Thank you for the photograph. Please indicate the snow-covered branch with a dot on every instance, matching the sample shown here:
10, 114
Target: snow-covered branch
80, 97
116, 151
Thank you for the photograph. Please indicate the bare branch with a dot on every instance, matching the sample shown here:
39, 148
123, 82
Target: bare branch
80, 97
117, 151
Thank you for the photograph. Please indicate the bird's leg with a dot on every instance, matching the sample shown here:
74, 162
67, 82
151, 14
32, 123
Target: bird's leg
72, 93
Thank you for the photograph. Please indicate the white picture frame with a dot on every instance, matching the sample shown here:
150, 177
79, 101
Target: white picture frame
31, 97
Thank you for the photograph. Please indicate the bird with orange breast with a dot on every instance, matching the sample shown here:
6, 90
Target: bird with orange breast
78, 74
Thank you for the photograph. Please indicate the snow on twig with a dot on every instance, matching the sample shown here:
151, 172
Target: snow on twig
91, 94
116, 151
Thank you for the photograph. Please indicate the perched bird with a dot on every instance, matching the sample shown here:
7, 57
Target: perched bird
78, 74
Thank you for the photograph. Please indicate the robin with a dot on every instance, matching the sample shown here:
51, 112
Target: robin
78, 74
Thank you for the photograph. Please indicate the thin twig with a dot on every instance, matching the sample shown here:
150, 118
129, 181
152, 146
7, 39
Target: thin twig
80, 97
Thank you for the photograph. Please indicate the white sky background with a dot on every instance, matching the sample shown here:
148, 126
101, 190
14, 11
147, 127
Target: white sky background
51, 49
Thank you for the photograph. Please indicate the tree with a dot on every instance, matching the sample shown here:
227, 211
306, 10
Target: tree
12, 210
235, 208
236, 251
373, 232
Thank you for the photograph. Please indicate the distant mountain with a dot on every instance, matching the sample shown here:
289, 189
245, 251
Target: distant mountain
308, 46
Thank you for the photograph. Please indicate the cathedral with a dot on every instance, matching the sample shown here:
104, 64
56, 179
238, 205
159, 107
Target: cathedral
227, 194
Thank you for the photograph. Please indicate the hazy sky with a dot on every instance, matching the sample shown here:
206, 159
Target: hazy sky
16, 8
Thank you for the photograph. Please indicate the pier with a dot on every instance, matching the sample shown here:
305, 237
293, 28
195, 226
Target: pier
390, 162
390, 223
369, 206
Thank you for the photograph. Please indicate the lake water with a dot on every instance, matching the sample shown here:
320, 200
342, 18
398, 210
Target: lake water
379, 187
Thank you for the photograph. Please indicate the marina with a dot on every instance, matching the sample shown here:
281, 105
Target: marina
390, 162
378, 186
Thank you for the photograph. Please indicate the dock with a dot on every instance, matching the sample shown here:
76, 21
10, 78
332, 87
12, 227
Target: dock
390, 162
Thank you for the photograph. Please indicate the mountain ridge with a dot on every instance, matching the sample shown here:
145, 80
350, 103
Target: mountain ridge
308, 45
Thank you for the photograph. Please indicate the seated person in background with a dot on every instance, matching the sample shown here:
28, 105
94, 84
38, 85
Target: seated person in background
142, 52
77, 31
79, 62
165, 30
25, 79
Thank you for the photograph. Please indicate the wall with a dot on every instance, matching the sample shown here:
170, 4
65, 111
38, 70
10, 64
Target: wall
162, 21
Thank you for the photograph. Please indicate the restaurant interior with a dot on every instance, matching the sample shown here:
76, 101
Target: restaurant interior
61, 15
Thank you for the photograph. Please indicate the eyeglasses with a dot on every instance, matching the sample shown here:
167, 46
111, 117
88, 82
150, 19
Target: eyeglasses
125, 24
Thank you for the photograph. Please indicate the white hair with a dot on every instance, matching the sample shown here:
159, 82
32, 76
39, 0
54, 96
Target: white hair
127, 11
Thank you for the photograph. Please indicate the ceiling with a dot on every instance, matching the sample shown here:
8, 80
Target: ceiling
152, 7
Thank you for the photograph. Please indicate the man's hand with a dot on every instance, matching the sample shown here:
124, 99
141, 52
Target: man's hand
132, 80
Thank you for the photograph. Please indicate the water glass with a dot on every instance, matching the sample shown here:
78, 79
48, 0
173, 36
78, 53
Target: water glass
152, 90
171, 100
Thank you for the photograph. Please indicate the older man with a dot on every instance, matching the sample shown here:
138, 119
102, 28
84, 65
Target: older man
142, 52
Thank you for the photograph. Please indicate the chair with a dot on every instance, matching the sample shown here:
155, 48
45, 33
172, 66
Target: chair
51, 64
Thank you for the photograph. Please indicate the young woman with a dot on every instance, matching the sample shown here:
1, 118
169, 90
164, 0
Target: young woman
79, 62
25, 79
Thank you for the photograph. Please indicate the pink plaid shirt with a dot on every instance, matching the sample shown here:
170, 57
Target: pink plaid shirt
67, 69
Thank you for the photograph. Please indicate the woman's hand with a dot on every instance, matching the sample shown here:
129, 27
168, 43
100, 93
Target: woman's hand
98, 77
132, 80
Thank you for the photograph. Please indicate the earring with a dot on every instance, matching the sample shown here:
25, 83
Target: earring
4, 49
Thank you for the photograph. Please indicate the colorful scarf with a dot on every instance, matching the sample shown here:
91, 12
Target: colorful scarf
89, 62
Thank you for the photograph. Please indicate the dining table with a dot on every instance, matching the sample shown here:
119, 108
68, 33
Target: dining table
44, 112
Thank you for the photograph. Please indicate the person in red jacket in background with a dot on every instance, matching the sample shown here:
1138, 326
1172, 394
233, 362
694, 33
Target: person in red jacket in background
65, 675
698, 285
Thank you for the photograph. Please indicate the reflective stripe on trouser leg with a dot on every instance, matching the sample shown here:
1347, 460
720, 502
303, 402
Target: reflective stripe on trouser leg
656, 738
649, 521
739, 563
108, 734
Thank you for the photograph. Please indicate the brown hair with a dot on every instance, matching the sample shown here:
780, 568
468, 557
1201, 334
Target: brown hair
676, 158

----------------------------------------

__Problem description__
Repeat each of the records exactly as written.

__Answer area__
Thank you for the photograph. Please indicate the snow-covered branch with a dot on every instance, matching the sample shown here:
10, 114
Target: snow-covered branch
80, 97
116, 151
Thank you for the photograph. Please indicate the bare branch with a dot on every instance, matching the sample shown here:
39, 148
123, 82
Target: bare branch
80, 97
117, 151
Thank you for the photograph. Please indicate the bird's leg with a dot on every instance, matching the sample shown here:
74, 162
67, 82
151, 14
32, 123
Target: bird's leg
72, 93
Thank you for the photograph. Please indicate the white picture frame with a dot on every instance, matching the sample shown here:
150, 177
79, 101
Target: white picture frame
31, 97
Thank you for the photograph. Please indicate the bird with orange breast with a dot on every instance, matching the sample shown here:
6, 90
Target: bird with orange breast
78, 74
Thank you for the photograph. Please indicate the snow on twig with a dot on every instance, matching the sample shown here:
151, 172
Target: snow on twig
91, 94
116, 151
Thank you for the photograph. Please indicate the perched bird with a dot on every instance, matching the sample shown here:
7, 57
Target: perched bird
78, 74
Thank you for the photograph. Please indicate the robin with a dot on every instance, matching the sample shown here:
51, 112
Target: robin
78, 74
Thank you for the photograph. Please indicate the thin twig with a dot on every instance, matching the sample shown here:
150, 118
129, 181
152, 146
7, 39
Target: thin twig
80, 97
Thank you for the photograph. Please indicate the white sky background with a dot on every instance, matching the sample shown here:
148, 126
101, 190
14, 11
147, 127
Target: white sky background
51, 49
Thank you for the photograph. Please indicate the tree with a dot on every instance, matching the sample shown here:
227, 211
306, 10
Target: tree
12, 210
235, 208
236, 251
373, 232
Thank you for the photograph. Please indicate the distant mountain with a dot on every instance, matching the sample shown here:
289, 189
245, 251
Target: distant mountain
308, 46
Thank you for the photograph. Please indicate the cathedral with a dot on every instance, matching the sample shown here:
104, 64
56, 179
238, 205
159, 107
Target: cathedral
227, 194
Thank you for the photograph. Please indicate the hazy sky with a dot on every instance, matching the sample shown here:
206, 159
Target: hazy sky
16, 8
Thank you for the photograph. Please indicate the pier with a dot on every instance, matching the sample shown here:
305, 237
293, 28
195, 226
Target: pier
390, 162
390, 223
369, 206
Thank you for the photograph. Please indicate the lake water with a dot on every instance, matching the sample shown here:
320, 200
342, 18
398, 210
Target: lake water
379, 187
Thank you for the photograph. Please indicate the marina with a dot on every instance, matching the sample shown here:
281, 105
Target: marina
390, 162
378, 186
Thank you for the photograph. Please indicate the dock with a dot on every instance, matching the sample shown here:
76, 21
10, 78
332, 87
12, 227
Target: dock
390, 162
Thank you for the photograph. Please indicate the mountain ridge with a dot on every instance, matching the sample shown here:
145, 80
350, 103
Target: mountain ridge
308, 45
Thank you for the photograph. Please indicate the seated person in background with a dot on every instance, matching the sample shown here:
28, 105
94, 84
38, 85
Target: seated person in background
142, 52
77, 31
79, 62
165, 30
25, 79
Thank you for the photograph. Please indicate the wall with a dot on every instance, matching the sample shown here:
170, 4
65, 111
38, 70
10, 64
Target: wall
162, 21
Thank you for the photograph. Please indicate the restaurant interior with a dot on every instance, matching the sample shown here:
76, 101
Target: restaurant interior
61, 15
Thank you for the photograph. Please indicate the eyeglasses with a dot on every instance, matching the sample shown here:
167, 46
111, 117
88, 82
150, 19
Target: eyeglasses
125, 24
Thank you for the photograph. Please indicate the white hair with a dot on every instance, matching the sample shown here:
159, 82
32, 76
39, 0
54, 96
Target: white hair
127, 11
Thank you for the photograph. Please indicate the ceiling with a dot on every instance, matching the sample shown here:
8, 80
Target: ceiling
152, 7
Thank you for the photograph. Please indicate the man's hand with a dot on every instance, matching the sample shown here:
124, 99
141, 52
Target: man's hand
132, 80
Thank you for the photograph. Please indicate the water glass with a dot on every instance, matching the sample shown here:
78, 79
48, 0
173, 36
78, 53
Target: water glass
152, 90
171, 100
Thank you for the photograph. Please indicate the older man with a dot on every instance, matching the sample shown here:
138, 119
102, 28
84, 65
Target: older man
142, 52
Thank you for the photograph. Please indicate the chair with a dot on every instance, matching the sample shown here:
155, 48
45, 33
172, 66
Target: chair
51, 64
Thank you for the photograph. Please indicate the young woman with a dot on every instance, matching the sample shown here:
1, 118
169, 90
164, 0
Target: young woman
79, 62
25, 79
Thank you for the photograph. Please indicate the pink plaid shirt with a dot on every instance, matching the sample shown here:
170, 57
Target: pink plaid shirt
67, 69
Thank you for the photograph. Please indicate the woman's hand with a dot on every instance, matching the sample shown here:
129, 27
168, 43
100, 93
Target: woman's hand
98, 77
132, 80
Thank you for the photograph. Please indicate the earring with a dot on every instance, matching the sample shown here:
25, 83
Target: earring
4, 49
Thank you for the photograph. Please indicate the colorful scarf with a dot on every instance, matching the sample shown here:
91, 12
Target: colorful scarf
89, 62
Thank you for the photograph. Please indicate the dining table with a dot on every instance, matching the sample shown here:
119, 108
68, 33
Target: dining table
44, 112
Thank you for the photograph. Please indicate the person in red jacket in background with a dot on every instance, matching the sample shown here:
1138, 326
1172, 394
233, 362
694, 33
Target: person in red jacket in background
65, 675
698, 285
Thank you for the photograph. Please indicate the reflective stripe on trouser leg with a dot on every instance, matching the sample shown here:
1347, 460
720, 502
303, 402
Target: reflective stripe on trouser leg
656, 738
649, 521
739, 563
108, 734
Thank you for the photograph. Please indicate the brown hair with a dot on every instance, matching the sample shown here:
780, 568
468, 557
1201, 334
Target: brown hair
676, 158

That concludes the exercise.